Task goal: Revise the material below so that "shelf audit" reads "scene check" everywhere it occurs. Leave every other part unchanged.

Data in this exercise:
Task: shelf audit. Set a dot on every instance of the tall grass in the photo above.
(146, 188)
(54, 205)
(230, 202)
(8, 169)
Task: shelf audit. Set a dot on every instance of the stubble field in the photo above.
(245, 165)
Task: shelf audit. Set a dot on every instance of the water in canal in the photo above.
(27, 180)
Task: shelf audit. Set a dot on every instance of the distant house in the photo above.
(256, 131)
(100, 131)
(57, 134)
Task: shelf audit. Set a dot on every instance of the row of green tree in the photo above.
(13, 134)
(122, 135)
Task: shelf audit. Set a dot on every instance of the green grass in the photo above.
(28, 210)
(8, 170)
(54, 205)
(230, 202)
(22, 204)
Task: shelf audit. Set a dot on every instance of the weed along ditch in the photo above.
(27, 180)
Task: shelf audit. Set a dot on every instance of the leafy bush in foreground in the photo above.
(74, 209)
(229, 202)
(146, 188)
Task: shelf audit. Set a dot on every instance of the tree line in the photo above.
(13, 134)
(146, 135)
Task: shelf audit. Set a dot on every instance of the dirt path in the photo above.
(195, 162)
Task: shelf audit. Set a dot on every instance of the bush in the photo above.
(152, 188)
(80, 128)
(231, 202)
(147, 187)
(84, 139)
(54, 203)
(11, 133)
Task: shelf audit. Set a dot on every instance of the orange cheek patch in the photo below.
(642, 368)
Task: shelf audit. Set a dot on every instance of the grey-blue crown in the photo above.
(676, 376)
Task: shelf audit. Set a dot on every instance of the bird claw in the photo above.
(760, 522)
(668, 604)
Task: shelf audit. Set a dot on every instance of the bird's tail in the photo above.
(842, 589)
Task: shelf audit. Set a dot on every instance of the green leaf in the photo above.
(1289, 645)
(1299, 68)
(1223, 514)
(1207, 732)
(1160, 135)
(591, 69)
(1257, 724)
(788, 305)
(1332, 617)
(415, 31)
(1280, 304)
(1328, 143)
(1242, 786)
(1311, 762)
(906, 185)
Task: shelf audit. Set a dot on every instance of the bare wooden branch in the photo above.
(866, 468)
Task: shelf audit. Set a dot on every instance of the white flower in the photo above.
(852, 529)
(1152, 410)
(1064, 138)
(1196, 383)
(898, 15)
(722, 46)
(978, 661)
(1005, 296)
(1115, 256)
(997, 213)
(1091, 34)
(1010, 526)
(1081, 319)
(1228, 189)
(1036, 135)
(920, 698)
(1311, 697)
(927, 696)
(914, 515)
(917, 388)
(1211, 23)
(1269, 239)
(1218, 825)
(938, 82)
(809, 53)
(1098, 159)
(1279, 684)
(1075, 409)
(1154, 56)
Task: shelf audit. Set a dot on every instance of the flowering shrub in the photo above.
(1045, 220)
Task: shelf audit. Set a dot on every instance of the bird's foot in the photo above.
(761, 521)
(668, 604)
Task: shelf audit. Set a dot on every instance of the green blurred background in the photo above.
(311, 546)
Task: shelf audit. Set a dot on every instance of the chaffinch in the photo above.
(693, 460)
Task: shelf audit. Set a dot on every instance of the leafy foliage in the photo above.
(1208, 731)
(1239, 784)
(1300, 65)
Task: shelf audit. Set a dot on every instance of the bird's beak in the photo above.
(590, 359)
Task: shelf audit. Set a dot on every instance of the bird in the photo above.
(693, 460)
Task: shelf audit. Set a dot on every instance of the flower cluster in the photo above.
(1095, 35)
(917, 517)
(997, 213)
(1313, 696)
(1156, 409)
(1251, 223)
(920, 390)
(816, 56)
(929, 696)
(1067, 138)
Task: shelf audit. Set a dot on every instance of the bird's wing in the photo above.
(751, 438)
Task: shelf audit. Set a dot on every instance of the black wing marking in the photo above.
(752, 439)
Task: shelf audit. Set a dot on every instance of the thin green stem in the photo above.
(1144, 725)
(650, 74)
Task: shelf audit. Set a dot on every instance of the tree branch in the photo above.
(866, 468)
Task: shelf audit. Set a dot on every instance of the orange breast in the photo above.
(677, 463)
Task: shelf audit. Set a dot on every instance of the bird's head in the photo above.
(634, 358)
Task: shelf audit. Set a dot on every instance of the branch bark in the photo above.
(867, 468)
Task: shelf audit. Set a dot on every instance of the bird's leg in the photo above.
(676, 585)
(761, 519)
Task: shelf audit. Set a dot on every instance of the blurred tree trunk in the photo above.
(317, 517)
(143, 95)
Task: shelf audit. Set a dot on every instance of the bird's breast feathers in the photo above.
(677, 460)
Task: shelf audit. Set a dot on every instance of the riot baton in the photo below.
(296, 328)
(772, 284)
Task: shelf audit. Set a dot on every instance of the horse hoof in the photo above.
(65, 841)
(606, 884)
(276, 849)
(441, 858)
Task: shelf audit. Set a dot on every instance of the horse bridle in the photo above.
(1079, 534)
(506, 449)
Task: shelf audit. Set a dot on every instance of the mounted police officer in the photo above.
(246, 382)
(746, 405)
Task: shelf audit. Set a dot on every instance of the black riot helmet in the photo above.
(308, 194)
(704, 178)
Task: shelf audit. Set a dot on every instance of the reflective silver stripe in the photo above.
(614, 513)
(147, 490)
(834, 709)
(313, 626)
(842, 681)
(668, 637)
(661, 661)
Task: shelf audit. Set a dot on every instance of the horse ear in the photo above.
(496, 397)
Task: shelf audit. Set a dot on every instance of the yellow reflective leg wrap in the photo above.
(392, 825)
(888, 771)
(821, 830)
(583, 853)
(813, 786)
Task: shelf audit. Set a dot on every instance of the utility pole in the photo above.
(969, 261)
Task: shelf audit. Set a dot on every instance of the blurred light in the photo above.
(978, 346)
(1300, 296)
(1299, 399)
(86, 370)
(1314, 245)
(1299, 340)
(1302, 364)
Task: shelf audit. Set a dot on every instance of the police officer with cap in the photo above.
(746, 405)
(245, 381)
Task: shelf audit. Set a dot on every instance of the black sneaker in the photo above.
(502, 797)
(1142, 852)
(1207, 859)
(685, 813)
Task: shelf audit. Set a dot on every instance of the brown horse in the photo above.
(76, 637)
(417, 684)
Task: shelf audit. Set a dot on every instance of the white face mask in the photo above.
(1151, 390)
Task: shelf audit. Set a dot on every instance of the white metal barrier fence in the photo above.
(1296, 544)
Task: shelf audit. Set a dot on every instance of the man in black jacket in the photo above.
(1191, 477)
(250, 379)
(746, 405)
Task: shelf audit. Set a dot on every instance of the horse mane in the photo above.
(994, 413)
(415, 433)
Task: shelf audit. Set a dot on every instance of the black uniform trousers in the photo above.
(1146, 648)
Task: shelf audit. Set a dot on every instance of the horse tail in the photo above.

Finished exercise:
Task: scene check. Set a dot on every instance of the tall grass in the photo above.
(146, 188)
(54, 205)
(230, 202)
(8, 169)
Task: scene check. Set a dot on every instance of the stubble field in the photo above.
(245, 165)
Task: scene check. Set a dot on every instance of the water in canal in the photo above.
(27, 180)
Task: scene check. Set a dot on every instance of the distant house in the photo above.
(256, 131)
(100, 131)
(57, 134)
Task: scene check. Set a dot on every instance of the row of green tree in the photo above.
(13, 134)
(122, 135)
Task: scene check. Set a dot on every instance of the green grass in the photo above.
(28, 210)
(8, 170)
(54, 205)
(230, 202)
(22, 204)
Task: scene check. Set a dot on every instance of the weed along ditch in the photo above.
(27, 180)
Task: scene check. Set a dot on every instance of the leafy bush in foreground in the photo above.
(74, 209)
(229, 202)
(146, 188)
Task: scene check. Set a dot on every instance of the tree line in the photo above.
(13, 134)
(146, 135)
Task: scene check. Set a dot on every instance of the dirt path in the photo above.
(195, 162)
Task: scene check. Set a dot on every instance of the bush in the photo above.
(152, 188)
(80, 128)
(231, 202)
(147, 187)
(84, 139)
(54, 203)
(11, 133)
Task: scene check. Set a dot on every instance of the orange cheek patch in the photo below.
(642, 368)
Task: scene check. Set a dot on every instance of the grey-blue crown in the photo above.
(676, 376)
Task: scene check. Set a dot on every instance of the bird claw in the photo above.
(760, 522)
(668, 604)
Task: scene check. Set a dot on every instance of the bird's tail in the photo above.
(842, 589)
Task: scene check. Set a dot on every instance of the green leaf in the photo above.
(1289, 645)
(1299, 68)
(1223, 514)
(1207, 732)
(1160, 135)
(591, 69)
(1257, 724)
(788, 305)
(1332, 617)
(415, 31)
(1280, 304)
(1328, 143)
(1242, 786)
(1311, 762)
(906, 185)
Task: scene check. Set a dot on every instance of the bare wooden branch in the photo above.
(866, 468)
Task: scene check. Set a dot on every instance of the white flower in the photo above.
(852, 529)
(1152, 410)
(1064, 138)
(1196, 383)
(898, 15)
(722, 46)
(978, 661)
(1005, 296)
(1115, 256)
(997, 213)
(1091, 34)
(1010, 526)
(1081, 319)
(1228, 189)
(1036, 135)
(920, 698)
(1311, 697)
(927, 696)
(914, 515)
(917, 388)
(1211, 23)
(1269, 239)
(1218, 825)
(938, 82)
(809, 53)
(1098, 159)
(1279, 684)
(1075, 409)
(1154, 56)
Task: scene check. Set a dot on every instance of the flowering shrub in the photo above.
(1045, 220)
Task: scene check. Set a dot on every instance of the bird's foot in the photo above.
(761, 521)
(668, 604)
Task: scene check. Set a dot on every instance of the green blurred background in the photo above.
(311, 546)
Task: scene check. Set a dot on every instance of the chaffinch in the photo above.
(693, 460)
Task: scene check. Set a dot on every instance of the leafy foliage in the photo above.
(1208, 731)
(1239, 784)
(1300, 65)
Task: scene check. Set a dot on every instance of the bird's beak in the photo above.
(590, 359)
Task: scene check. Set a dot on every instance of the bird in the photo above.
(693, 460)
Task: scene check. Set a dot on every instance of the flower cluster in the photo above.
(1095, 35)
(917, 517)
(997, 213)
(1313, 696)
(1156, 409)
(1251, 223)
(920, 390)
(816, 56)
(929, 696)
(1067, 138)
Task: scene check. Set a dot on every instance of the bird's wing in the photo above.
(751, 438)
Task: scene check. Set a dot on every instance of the black wing marking in the photo above.
(752, 439)
Task: scene check. Set a dot on every instance of the thin green stem in the photo above.
(1144, 725)
(650, 74)
Task: scene check. Set a dot on every instance of the tree branch in the photo above.
(866, 468)
Task: scene check. Set a dot on every instance of the orange breast in the photo above.
(677, 463)
Task: scene check. Set a dot on every instance of the bird's head in the photo above.
(634, 358)
Task: scene check. Set a dot on every instance of the branch bark in the photo above.
(867, 468)
Task: scene check. Set a dot on every instance of the bird's leg in the photo above.
(676, 585)
(761, 519)
Task: scene check. Set a dot on every instance of the blurred tree trunk in the photo above.
(317, 517)
(143, 95)
Task: scene check. Set a dot on every instance of the bird's breast feathers in the photo above.
(677, 460)
Task: scene check. Set a dot on every instance of the riot baton in the photo below.
(296, 328)
(772, 284)
Task: scene check. Set a dot on every instance of the horse hoof in the photo above.
(65, 841)
(606, 884)
(276, 849)
(441, 858)
Task: scene check. Set a dot on every instance of the horse bridle in the photo above.
(1079, 534)
(506, 449)
Task: scene check. Set a dot on every instance of the mounted police officer in the photo above.
(246, 382)
(746, 405)
Task: scene check. Set a dot on every instance of the black riot helmet in the photo above.
(308, 194)
(704, 178)
Task: scene check. Set a dot on every instance of the reflective silver stripe in the photo above.
(614, 513)
(147, 490)
(834, 709)
(313, 626)
(842, 681)
(668, 637)
(661, 661)
Task: scene check. Set a dot on every instance of the horse ear in the photo above.
(496, 397)
Task: scene check. Set a dot on every instance of the yellow reflective leg wrap in the photo above.
(392, 825)
(888, 771)
(821, 830)
(583, 853)
(813, 786)
Task: scene check. Set a dot on every instance of the utility pole in the photo above.
(969, 261)
Task: scene check. Set a dot on every instance of the blurred light in the photo above.
(978, 346)
(1300, 296)
(1299, 399)
(86, 370)
(1314, 245)
(1299, 340)
(1302, 364)
Task: scene check. Set a dot on every instance of the police officer with cap in the photo above.
(746, 405)
(245, 381)
Task: scene check. Set a dot on every instance of the black sneaker in the photo above.
(502, 797)
(1142, 852)
(1207, 859)
(685, 813)
Task: scene check. Set a dot on every instance of the brown horse in the photo above.
(76, 637)
(417, 684)
Task: scene check. Set a dot on every instance of the white face mask in the photo above.
(1151, 390)
Task: scene check. Set a dot on every instance of the white metal barrier fence in the photo above.
(1296, 544)
Task: scene check. Set a dot on every instance of the man in black jacket in the photo above.
(1191, 477)
(250, 379)
(746, 405)
Task: scene check. Set a dot on every instance of the horse mane in the photo above.
(994, 413)
(415, 433)
Task: scene check. Set a dot on every instance of the black uniform trousers in the photo above.
(1146, 648)
Task: scene check. Set a dot on every instance of the horse tail in the photo above.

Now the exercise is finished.